→ STATED TASK
Update the items below by replacing each "Respond with" with "Return" and leaving every other part unchanged.

→ THE RECORDS
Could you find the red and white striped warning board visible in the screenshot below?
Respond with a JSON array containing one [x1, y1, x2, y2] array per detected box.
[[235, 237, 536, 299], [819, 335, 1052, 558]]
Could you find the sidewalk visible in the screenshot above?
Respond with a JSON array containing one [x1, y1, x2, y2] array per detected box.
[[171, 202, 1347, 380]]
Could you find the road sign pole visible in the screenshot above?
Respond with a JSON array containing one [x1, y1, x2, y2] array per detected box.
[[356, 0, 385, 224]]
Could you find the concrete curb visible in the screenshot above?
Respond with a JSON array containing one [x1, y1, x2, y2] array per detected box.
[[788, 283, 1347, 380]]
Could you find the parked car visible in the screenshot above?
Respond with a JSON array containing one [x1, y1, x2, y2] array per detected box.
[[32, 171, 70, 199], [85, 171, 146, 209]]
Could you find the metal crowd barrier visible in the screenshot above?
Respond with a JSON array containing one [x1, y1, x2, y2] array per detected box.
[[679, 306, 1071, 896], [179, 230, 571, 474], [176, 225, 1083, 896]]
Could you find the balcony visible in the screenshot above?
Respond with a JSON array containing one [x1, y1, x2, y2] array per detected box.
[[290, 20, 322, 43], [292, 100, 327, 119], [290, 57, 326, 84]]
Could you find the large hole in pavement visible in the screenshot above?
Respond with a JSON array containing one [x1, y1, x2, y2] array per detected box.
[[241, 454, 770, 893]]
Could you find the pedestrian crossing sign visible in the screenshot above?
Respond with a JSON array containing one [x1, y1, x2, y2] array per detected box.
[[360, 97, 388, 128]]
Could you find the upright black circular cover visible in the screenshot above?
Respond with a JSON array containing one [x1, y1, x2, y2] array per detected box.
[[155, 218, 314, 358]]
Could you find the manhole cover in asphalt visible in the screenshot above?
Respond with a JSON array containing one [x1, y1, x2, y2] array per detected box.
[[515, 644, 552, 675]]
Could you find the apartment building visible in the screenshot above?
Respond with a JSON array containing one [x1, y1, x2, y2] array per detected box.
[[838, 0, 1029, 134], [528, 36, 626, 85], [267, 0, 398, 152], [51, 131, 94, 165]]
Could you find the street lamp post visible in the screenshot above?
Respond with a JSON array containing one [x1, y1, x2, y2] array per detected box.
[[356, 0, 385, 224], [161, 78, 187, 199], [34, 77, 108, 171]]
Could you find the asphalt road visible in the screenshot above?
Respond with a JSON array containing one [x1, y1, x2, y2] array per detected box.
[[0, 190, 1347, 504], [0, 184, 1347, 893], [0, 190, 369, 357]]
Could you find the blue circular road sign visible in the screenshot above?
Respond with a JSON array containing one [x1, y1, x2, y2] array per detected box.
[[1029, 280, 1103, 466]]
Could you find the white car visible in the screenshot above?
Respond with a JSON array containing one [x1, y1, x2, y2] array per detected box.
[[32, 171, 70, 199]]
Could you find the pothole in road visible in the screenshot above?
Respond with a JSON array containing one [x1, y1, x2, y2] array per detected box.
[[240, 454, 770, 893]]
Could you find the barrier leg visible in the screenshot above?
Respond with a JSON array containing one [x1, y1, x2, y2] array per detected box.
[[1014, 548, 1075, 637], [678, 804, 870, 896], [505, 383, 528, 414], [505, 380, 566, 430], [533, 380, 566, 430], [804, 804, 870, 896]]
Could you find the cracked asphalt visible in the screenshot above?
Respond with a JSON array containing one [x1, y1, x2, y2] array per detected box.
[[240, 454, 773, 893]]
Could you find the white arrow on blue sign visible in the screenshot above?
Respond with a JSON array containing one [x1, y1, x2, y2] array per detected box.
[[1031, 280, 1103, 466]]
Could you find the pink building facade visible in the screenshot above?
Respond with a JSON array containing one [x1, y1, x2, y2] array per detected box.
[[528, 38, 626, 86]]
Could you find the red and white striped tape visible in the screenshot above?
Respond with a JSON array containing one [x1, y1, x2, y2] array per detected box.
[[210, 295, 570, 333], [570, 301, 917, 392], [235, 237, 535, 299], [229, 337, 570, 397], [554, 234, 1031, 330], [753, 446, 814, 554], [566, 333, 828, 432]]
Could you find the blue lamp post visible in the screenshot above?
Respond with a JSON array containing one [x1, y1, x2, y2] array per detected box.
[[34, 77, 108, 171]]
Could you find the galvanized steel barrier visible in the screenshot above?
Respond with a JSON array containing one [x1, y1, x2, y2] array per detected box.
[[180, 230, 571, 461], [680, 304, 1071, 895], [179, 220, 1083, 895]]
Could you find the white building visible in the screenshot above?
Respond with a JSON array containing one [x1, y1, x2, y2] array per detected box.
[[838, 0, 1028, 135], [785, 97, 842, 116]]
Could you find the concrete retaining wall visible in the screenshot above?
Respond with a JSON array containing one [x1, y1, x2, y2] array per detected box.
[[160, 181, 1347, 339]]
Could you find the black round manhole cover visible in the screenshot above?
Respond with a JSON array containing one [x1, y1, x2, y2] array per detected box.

→ EXERCISE ANSWER
Could you find the red and white striped warning board visible in the screenshot below?
Return a JSON array containing one [x1, y1, x2, y2] array per detected box.
[[235, 237, 536, 299], [819, 335, 1052, 558]]
Could you find the sidewalk visible in the screenshot above?
Return a JSON array containing one [x1, y1, x2, y2] array per detected box.
[[171, 202, 1347, 380]]
Could you find the road sign pole visible in the screenshot above?
Return a JSON array containing one [x1, y1, x2, y2] array per detected box.
[[356, 0, 385, 224]]
Could you find the concrete curb visible in the screenshot above?
Return a JSON array containing one [x1, y1, x2, y2] array per detected box.
[[788, 283, 1347, 380]]
Could you find the parked car visible in the screenshot above?
Return a JSON array containing one [x1, y1, x2, y2] array per detected box.
[[32, 171, 70, 199], [85, 171, 146, 209]]
Could you find the metal crowd barrier visible in the screenshot above?
Return a JSON array containing one [x1, y1, x2, y2] array per detected box.
[[679, 306, 1071, 896], [179, 230, 571, 474], [176, 225, 1083, 896]]
Could you find the balcony visible in the screenshot above?
Return a JSON array containing one [x1, y1, x2, y2] array per detected box.
[[290, 20, 322, 43], [292, 100, 327, 119], [290, 57, 326, 84]]
Could you find the large hole in pavement visible in the screenshot above?
Return a JSON array containing one [x1, y1, x2, y2] array per detected box.
[[241, 454, 770, 893]]
Could you find the pedestrian crossing sign visible in the screenshot above?
Return a JSON array containing one [x1, y1, x2, y2] array per detected box.
[[360, 97, 388, 128]]
Could you find the upright black circular cover visible in the screenshot above?
Return a JSON array containing one [x1, y1, x2, y2] array per detected box.
[[155, 218, 314, 358]]
Could you find the manhole cover in asphalt visible in the screenshot above?
Return a JSON array containing one [x1, y1, x2, y2] array per detected box.
[[515, 644, 552, 675]]
Could you find the apartment building visible in the screenshot above?
Return a JSON array containing one [x1, y1, x2, y2] array per detected box.
[[838, 0, 1029, 134], [528, 36, 626, 85], [267, 0, 398, 152], [51, 131, 94, 165]]
Could you find the street lamp post visible in the screenshot above?
Return a JSON array containing one [x1, y1, x2, y2] array per detected box.
[[356, 0, 385, 224], [161, 78, 187, 199], [34, 77, 108, 171]]
Could you find the asphalt road visible in the screenshot above?
Return a JSON array containing one [x1, y1, x2, y2] array per detected box.
[[0, 190, 1347, 504], [0, 184, 1347, 893], [0, 190, 369, 357]]
Could you find the blue circular road sign visible in the screenshot above?
Return a JSON array containing one [x1, y1, x2, y2] array per detected box.
[[1029, 280, 1103, 466]]
Could you find the white car visible in the screenshot above?
Return a JSON array containing one [x1, y1, x2, y2] array per detected box.
[[32, 171, 70, 199]]
Could you find the pothole in road visible in the screenshot above?
Return a JSON array containing one [x1, y1, x2, y2] array per detected box.
[[240, 454, 770, 893]]
Could you find the barrier leg visible in the screenshot above?
Return a JSON array containing one [x1, y1, x2, y2] array per detected box.
[[1014, 548, 1075, 637], [678, 804, 870, 896], [505, 383, 528, 414], [505, 380, 566, 430], [533, 380, 566, 430], [804, 804, 870, 896]]
Could you find the cracked asphalt visible in the screenshot above?
Return a JSON array containing one [x1, y1, x2, y2] array per detected box.
[[240, 454, 773, 893]]
Could you find the white arrow on blue sign visible in the screenshot above?
Return a JSON array containing one [x1, y1, x2, y2] array per detected box.
[[1031, 280, 1103, 466]]
Could you find the pink building facade visible in the screenshot above?
Return a JSON array containing one [x1, y1, x2, y2] array per detected box.
[[528, 38, 626, 86]]
Could you find the red and white striped tape visible in the screenshot above?
Return a JSON array containing one [x1, y1, x2, y2] array per detected box.
[[210, 295, 570, 333], [570, 301, 917, 392], [235, 237, 535, 299], [229, 337, 570, 397], [554, 234, 1031, 330], [753, 446, 814, 554], [566, 333, 828, 432]]
Could you find the blue lamp post visible in the screenshot above?
Return a JSON array containing one [x1, y1, x2, y2] array per detected box.
[[34, 77, 108, 171]]
Could you find the galvanized steel barrier visible in the screenshot above?
Return a JSON array containing one [x1, y1, x2, y2] array per detected box.
[[180, 230, 571, 461], [680, 304, 1071, 895], [179, 220, 1083, 895]]
Could you find the white building visible in the screenshot above?
Return a JSON array containing one [x1, y1, x2, y2] array per detected box.
[[838, 0, 1028, 135], [785, 97, 842, 116]]
Could you find the concrete retaining wall visible in the screenshot above?
Return a JSON array containing one [x1, y1, x2, y2] array per detected box.
[[160, 181, 1347, 339]]
Could you find the black round manhole cover visible in the screenshot above?
Return a JSON array containing one [x1, y1, x2, y2] array per detected box.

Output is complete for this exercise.